> [Exercise details] In your copy of the data below, reproduce every entry exactly and omit the pictures.

> [Data provided]
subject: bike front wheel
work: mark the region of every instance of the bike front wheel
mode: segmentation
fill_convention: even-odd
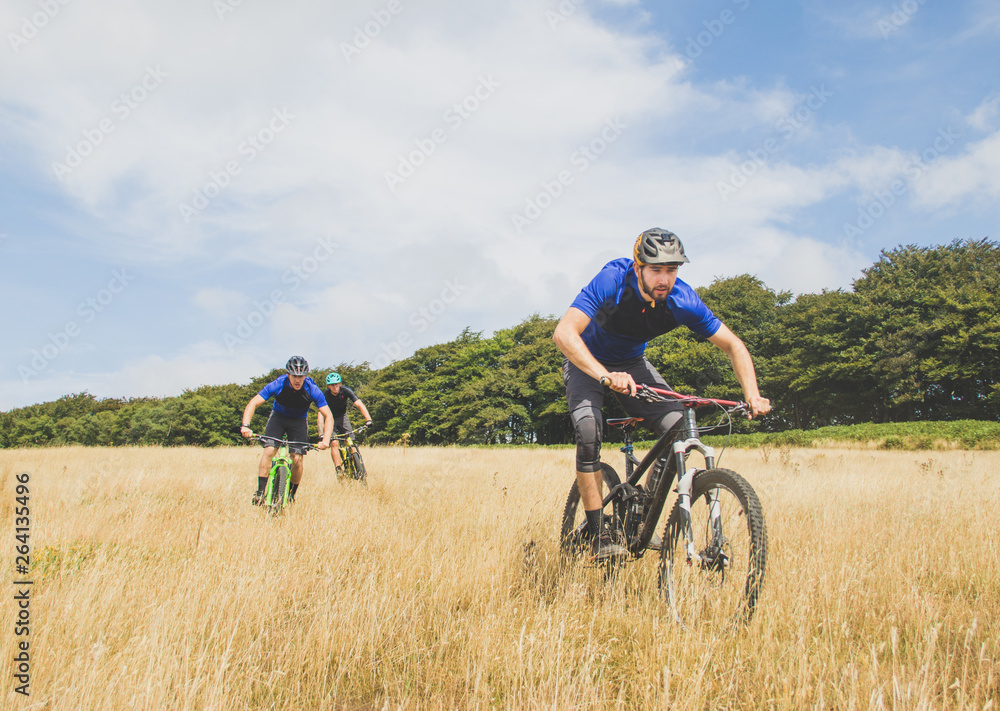
[[[660,589],[675,619],[749,621],[766,565],[764,513],[747,480],[729,469],[696,473],[690,516],[674,503],[660,550]]]
[[[271,500],[268,504],[268,513],[278,516],[285,508],[288,497],[288,467],[278,466],[274,471],[274,483],[271,487]]]
[[[365,486],[368,486],[368,472],[365,469],[365,463],[361,459],[361,452],[358,451],[357,447],[351,448],[351,467],[354,469],[354,478],[360,481]]]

> [Result of this exercise]
subject: bike front wheel
work: mark the region of every instance of the bike front wheel
mode: segmentation
fill_convention: even-odd
[[[660,589],[675,619],[749,621],[766,565],[764,513],[747,480],[729,469],[696,473],[690,516],[674,503],[660,550]]]
[[[271,500],[268,504],[268,513],[278,516],[285,508],[288,497],[288,467],[278,466],[274,471],[274,483],[271,487]]]
[[[365,486],[368,486],[368,472],[365,469],[365,463],[361,459],[361,452],[358,451],[357,447],[351,448],[351,467],[354,469],[354,478],[360,481]]]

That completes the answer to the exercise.